____ Text

Makedonski Brod is one of the smallest towns in North Macedonia. It is located in the region of Poreče and is the centre of the region. The town lies on the banks of the upper region of the river Treska.

==History==
In the location of the present-day town, there was a bridge that connected the towns of Prilep and Kičevo, which gave the name of the town. According to a tomb inscription found in the village of Krapa, it was determined that the area was populated by the Romans. Later, with the arrival of Slavs to the Balkan Peninsula, the Slavic tribe Berziti (Brsjaci) settled here.

The League of Lezhë, under Gjergj Kastrioti Skanderbeg, won a victory over the Ottomans nearby in the Battle of Mokra in 1445.

The village is attested in the 1467/68 Ottoman tax registry (defter) for the Nahiyah of Kırçova. The village had a total of 15 houses, excluding bachelors (mucerred).

In the vicinity of Makedonski Brod, near the village of Devič, there are visible remnants of buildings that confirm that in this region, in the Middle Ages, there was a town/settlement which functioned as a centre for the entire area.

In the late 19th and early 20th century, Makedonski Brod was part of the Manastir Vilayet of the Ottoman Empire.
The then village of Brod was considered by Serbian authorities to be a "haven for evildoers of Kičevo". It is possible that Haki Efendi of Teqe, a contemporary Albanian political leader, was from the village, which at the time had a Bektashi tekke. Bukri is a former village which was located in the outskirts of modern Brod. Its etymological formation stems from Albanian bukur.

From 1929 to 1941, Makedonski Brod was part of the Vardar Banovina of the Kingdom of Yugoslavia.

==Demographics==
As of the 2021 census, Makedonski Brod had 3,643 residents with the following ethnic composition:
- Macedonians 3,511
- Persons for whom data are taken from administrative sources 93
- Roma 9
- Serbs 7
- Others 7

According to the 2002 census, the town had a total of 3,740 inhabitants. Ethnic groups in the village include:
- Macedonians 3,725
- Serbs 9
- Romani 3
- Bosniaks 1
- Others 2

==Monuments of culture==
Also to be seen is the Devina Tower, built in the vicinity of the cave Pešna, here also may be found remnants of the town's walls which were, according to legend, built by the young girl Pešna, sister of the hero Krale (King) Marko.

In the town and its vicinity a large number of churches were built, among which are the town's church St. Mary, St. Dimitrius in the village of Trebino, St. Nicholas in the village of Plasnica, etc.

==Sports==
Local football club FK Proleter have played in the Macedonian Second League.

________
____ Material supplied

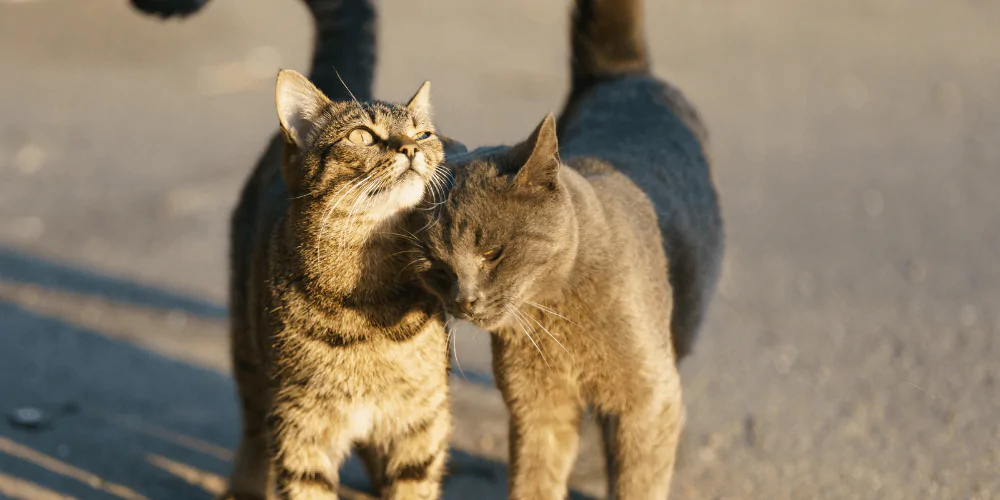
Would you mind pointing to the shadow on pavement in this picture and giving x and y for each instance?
(124, 422)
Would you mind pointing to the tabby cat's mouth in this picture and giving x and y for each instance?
(389, 187)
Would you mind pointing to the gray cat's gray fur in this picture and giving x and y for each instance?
(592, 263)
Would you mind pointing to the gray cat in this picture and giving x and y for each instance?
(592, 263)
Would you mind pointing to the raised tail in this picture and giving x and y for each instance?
(344, 43)
(169, 8)
(344, 46)
(607, 41)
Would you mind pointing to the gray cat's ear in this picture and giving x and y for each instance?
(301, 107)
(452, 147)
(538, 157)
(421, 101)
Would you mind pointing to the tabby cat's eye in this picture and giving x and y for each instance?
(493, 254)
(361, 136)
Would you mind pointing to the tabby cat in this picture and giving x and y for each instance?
(592, 263)
(334, 343)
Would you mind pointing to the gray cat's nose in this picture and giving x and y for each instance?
(470, 305)
(410, 150)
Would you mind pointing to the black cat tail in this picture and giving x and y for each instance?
(343, 64)
(607, 41)
(169, 8)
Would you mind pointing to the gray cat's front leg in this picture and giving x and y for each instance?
(642, 443)
(544, 435)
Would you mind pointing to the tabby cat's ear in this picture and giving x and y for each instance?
(421, 101)
(302, 108)
(538, 157)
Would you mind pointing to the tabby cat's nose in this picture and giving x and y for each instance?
(410, 150)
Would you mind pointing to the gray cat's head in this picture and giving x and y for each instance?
(370, 159)
(506, 233)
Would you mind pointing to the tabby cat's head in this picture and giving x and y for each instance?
(364, 159)
(506, 234)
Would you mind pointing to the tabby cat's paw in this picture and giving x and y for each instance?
(168, 8)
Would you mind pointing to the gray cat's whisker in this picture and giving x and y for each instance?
(546, 330)
(550, 311)
(454, 342)
(513, 311)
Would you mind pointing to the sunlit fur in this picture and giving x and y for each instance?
(591, 259)
(335, 346)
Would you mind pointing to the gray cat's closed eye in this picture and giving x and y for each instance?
(361, 136)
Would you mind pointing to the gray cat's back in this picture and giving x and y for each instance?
(646, 130)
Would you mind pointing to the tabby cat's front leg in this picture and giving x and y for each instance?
(415, 461)
(307, 454)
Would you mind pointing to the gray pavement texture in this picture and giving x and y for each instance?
(851, 352)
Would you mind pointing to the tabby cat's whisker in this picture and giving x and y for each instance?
(360, 108)
(351, 186)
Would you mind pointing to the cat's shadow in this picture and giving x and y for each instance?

________

Instructions >>
1. In the article on Makedonski Brod:
(a) How many residents did the town have in the 2021 census?
(b) In what year did the Battle of Mokra take place?
(c) What is the name of the local football club?
2. Which churches does the article on Makedonski Brod name, and where is each one located?

Responses to the tasks >>
1.
(a) 3,643
(b) 1445
(c) FK Proleter

2.
- St. Mary, in the town
- St. Dimitrius, in the village of Trebino
- St. Nicholas, in the village of Plasnica